**OBJECTIVE**
Can you convert the rows below, starting at the line containing "The function MUST return, for every instance of the family" and continuing through the last row, into a JSON list of strings, one string per line, with blank lines left out?

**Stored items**
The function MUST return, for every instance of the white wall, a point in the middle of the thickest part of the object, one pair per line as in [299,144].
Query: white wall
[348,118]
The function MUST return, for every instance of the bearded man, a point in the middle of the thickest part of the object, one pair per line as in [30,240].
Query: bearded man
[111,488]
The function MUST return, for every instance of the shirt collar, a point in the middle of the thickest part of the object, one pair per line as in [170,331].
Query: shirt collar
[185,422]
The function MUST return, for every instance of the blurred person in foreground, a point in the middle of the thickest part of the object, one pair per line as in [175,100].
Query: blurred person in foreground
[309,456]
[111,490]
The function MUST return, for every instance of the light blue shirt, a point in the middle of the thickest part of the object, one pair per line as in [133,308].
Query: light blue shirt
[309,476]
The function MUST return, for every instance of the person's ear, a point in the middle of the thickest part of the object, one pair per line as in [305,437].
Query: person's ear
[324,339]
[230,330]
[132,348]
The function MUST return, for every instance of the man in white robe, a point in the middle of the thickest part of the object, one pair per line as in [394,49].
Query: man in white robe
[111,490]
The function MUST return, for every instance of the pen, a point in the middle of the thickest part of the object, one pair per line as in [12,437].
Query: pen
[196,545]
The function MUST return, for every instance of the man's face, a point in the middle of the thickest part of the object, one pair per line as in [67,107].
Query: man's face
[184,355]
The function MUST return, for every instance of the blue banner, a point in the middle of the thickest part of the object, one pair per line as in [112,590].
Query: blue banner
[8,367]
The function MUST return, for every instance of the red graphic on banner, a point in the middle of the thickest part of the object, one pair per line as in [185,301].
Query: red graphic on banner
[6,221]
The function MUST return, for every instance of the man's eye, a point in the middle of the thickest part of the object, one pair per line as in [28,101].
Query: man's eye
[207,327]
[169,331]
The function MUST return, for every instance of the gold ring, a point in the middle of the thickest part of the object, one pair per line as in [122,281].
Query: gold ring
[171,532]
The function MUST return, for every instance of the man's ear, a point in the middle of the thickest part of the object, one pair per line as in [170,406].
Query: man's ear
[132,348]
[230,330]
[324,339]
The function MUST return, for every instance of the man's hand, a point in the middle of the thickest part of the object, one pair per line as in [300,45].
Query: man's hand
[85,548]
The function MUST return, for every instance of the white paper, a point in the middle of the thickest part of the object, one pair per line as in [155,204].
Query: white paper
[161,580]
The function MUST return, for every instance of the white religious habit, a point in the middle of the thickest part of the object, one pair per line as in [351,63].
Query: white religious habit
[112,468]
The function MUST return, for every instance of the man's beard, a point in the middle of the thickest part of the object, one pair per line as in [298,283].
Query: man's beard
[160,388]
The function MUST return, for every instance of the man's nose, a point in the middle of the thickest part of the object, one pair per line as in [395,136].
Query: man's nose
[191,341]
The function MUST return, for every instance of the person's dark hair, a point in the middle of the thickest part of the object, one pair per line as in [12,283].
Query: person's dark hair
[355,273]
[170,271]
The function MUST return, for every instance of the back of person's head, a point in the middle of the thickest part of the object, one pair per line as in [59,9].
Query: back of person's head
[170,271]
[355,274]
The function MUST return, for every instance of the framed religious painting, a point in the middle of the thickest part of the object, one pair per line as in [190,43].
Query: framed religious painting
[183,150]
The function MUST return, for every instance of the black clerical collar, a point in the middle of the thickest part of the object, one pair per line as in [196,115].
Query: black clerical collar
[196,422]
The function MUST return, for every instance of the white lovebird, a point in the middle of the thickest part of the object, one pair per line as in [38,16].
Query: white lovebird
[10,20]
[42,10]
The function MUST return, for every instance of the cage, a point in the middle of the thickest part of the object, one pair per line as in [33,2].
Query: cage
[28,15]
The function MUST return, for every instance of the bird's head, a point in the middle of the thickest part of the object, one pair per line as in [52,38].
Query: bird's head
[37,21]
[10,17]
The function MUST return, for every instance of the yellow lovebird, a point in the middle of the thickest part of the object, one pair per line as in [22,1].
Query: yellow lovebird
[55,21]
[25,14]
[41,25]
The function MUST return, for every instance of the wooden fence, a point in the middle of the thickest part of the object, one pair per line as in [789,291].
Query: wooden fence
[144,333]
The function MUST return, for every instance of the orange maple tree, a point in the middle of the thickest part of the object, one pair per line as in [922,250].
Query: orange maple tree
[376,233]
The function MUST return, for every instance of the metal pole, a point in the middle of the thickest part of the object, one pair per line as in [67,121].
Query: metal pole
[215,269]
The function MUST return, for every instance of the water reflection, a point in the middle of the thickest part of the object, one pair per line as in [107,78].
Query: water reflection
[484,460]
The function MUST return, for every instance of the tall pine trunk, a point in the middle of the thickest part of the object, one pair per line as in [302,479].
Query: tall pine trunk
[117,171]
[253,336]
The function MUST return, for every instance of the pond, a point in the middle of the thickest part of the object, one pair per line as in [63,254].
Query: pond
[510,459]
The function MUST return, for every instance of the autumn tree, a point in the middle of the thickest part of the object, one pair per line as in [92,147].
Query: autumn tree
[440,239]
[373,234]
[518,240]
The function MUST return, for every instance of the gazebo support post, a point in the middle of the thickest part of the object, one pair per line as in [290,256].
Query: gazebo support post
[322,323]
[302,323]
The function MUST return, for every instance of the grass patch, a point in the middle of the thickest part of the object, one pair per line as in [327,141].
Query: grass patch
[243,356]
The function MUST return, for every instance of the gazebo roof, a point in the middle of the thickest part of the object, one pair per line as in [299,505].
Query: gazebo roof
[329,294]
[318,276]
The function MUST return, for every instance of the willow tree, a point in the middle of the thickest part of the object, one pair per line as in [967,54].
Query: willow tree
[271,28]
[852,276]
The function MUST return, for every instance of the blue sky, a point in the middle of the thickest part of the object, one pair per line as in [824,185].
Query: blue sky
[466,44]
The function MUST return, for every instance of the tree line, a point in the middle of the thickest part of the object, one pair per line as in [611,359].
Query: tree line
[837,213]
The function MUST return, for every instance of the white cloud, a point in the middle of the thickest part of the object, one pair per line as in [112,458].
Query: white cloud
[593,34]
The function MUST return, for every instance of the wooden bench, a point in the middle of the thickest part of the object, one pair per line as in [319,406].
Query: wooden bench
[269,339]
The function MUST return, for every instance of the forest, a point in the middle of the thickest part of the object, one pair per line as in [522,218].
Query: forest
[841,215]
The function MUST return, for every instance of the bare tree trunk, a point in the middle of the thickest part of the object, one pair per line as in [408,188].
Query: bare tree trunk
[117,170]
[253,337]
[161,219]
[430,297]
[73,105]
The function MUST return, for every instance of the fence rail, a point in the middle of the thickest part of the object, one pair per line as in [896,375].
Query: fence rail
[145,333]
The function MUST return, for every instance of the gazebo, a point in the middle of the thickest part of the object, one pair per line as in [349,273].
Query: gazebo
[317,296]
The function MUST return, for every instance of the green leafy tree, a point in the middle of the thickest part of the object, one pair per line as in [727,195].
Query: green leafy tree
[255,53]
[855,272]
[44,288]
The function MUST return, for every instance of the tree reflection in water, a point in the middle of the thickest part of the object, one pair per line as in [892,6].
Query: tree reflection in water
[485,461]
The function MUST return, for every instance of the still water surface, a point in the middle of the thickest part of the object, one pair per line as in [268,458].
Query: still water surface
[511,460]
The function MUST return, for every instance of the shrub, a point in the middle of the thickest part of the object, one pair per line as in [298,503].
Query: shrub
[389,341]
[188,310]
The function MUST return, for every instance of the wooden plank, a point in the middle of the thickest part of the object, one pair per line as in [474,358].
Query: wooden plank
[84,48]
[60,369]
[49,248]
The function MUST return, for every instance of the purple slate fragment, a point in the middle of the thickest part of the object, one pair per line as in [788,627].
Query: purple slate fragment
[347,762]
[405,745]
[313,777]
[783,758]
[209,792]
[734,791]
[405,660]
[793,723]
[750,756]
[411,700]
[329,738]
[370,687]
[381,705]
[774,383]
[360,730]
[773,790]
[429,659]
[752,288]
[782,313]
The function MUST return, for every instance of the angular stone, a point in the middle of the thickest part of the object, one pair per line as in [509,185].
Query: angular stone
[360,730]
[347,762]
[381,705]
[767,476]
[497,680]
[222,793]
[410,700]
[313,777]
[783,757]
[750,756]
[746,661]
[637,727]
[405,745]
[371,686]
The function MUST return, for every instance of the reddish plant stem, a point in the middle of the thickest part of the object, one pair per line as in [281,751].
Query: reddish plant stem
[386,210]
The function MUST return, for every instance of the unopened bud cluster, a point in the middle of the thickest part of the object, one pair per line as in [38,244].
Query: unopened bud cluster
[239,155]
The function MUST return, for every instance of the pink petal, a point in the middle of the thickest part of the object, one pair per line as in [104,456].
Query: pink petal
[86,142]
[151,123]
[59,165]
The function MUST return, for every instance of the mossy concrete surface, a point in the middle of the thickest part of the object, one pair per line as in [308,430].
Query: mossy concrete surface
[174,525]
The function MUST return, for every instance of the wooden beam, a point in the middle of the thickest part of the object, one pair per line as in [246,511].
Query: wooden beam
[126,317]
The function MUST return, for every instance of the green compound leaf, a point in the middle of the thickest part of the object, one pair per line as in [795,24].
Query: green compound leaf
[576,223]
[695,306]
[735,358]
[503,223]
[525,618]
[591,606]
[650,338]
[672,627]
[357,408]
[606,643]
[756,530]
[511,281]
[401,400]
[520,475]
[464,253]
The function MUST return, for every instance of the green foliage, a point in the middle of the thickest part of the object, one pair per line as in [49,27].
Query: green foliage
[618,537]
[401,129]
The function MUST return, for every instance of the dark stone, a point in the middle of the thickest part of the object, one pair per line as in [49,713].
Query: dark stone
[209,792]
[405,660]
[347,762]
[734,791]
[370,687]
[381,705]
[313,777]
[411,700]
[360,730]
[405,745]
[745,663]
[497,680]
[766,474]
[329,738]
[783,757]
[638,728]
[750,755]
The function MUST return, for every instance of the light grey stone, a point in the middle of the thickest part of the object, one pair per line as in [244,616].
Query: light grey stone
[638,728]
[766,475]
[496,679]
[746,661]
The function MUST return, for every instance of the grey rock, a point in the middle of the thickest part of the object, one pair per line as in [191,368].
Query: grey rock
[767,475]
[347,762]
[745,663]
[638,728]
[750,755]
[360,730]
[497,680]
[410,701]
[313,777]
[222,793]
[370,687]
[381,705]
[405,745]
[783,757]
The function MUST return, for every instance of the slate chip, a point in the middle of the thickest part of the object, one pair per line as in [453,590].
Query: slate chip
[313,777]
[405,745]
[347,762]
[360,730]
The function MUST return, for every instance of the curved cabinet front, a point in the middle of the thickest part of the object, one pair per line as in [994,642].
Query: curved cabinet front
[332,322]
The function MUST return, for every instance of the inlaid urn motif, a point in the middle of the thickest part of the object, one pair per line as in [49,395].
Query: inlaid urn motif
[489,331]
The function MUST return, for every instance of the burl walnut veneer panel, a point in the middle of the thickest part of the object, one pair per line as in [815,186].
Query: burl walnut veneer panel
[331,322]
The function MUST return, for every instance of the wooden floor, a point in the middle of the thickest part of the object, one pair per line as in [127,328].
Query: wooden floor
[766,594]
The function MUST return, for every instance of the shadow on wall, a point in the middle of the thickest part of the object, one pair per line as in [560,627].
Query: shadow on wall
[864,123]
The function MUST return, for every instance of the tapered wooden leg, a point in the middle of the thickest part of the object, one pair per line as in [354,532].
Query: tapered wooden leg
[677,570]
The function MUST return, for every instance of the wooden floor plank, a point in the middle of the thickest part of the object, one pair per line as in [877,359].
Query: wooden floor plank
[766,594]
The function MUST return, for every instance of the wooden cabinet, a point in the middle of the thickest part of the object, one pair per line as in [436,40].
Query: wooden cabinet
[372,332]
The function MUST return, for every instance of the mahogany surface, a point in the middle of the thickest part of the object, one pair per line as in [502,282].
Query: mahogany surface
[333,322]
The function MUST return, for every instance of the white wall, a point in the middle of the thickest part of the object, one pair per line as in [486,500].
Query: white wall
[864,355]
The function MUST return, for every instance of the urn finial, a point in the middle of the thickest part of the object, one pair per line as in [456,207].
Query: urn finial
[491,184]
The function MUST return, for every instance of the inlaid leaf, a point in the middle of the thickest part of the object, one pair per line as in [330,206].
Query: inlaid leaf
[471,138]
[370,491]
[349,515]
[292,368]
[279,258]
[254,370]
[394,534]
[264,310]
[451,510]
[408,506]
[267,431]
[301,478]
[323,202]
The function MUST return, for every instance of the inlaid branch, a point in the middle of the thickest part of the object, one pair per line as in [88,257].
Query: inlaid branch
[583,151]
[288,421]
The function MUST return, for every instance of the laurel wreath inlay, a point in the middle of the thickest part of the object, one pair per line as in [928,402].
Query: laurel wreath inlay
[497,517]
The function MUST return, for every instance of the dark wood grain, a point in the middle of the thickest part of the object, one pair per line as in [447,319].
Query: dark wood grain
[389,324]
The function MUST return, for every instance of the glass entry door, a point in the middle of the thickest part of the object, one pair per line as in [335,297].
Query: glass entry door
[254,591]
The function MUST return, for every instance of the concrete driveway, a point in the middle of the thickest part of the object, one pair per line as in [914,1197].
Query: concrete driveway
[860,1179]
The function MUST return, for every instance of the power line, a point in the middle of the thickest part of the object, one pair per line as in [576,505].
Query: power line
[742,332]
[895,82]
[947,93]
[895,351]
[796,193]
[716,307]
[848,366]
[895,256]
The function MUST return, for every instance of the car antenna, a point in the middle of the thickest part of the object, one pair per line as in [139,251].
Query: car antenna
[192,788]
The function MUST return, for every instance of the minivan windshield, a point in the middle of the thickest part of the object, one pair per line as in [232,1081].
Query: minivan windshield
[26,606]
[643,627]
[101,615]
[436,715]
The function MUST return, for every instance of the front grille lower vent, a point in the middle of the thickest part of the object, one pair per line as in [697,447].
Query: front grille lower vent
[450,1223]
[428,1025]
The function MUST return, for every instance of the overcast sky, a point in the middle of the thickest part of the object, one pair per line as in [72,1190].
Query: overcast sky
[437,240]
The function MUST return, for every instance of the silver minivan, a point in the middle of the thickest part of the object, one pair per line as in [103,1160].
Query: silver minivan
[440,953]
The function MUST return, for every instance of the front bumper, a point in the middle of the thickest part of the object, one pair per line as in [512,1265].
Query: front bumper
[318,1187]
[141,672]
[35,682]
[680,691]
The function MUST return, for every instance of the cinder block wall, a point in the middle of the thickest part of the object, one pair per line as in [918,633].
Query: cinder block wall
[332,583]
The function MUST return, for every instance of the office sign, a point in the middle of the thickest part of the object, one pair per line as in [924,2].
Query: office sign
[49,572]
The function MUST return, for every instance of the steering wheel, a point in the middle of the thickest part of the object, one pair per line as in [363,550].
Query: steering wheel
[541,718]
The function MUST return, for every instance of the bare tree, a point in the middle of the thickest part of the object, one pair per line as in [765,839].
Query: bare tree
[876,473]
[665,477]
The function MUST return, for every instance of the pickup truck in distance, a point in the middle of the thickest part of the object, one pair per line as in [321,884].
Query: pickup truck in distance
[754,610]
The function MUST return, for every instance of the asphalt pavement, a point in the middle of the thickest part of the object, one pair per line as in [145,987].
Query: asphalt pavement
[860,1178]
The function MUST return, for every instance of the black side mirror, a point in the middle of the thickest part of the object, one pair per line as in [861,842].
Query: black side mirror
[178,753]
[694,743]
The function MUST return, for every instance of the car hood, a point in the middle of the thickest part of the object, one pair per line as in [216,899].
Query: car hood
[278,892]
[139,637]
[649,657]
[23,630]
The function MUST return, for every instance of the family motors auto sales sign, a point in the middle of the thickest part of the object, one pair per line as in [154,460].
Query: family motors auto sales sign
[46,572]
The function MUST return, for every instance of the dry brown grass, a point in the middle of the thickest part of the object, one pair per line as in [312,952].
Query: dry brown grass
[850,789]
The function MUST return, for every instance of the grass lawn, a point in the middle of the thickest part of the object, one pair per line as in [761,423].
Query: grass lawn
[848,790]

**THE SOLUTION**
[
  "The function MUST return, for every instance of the family motors auto sales sign, a point in the middle of the thickest part of the object, one pair per line as in [154,460].",
  "Query: family motors auto sales sign",
  "[46,572]",
  "The function MUST return, for every instance of the dry brown grass, a point in the middle of the thickest part of the object, one pair per line as in [312,952].",
  "Query: dry brown grass",
  "[850,789]",
  "The function MUST return, for every instance of the grass lawn, a point in the middle of the thickest part of the object, one pair per line as in [761,423].",
  "Query: grass lawn",
  "[848,790]"
]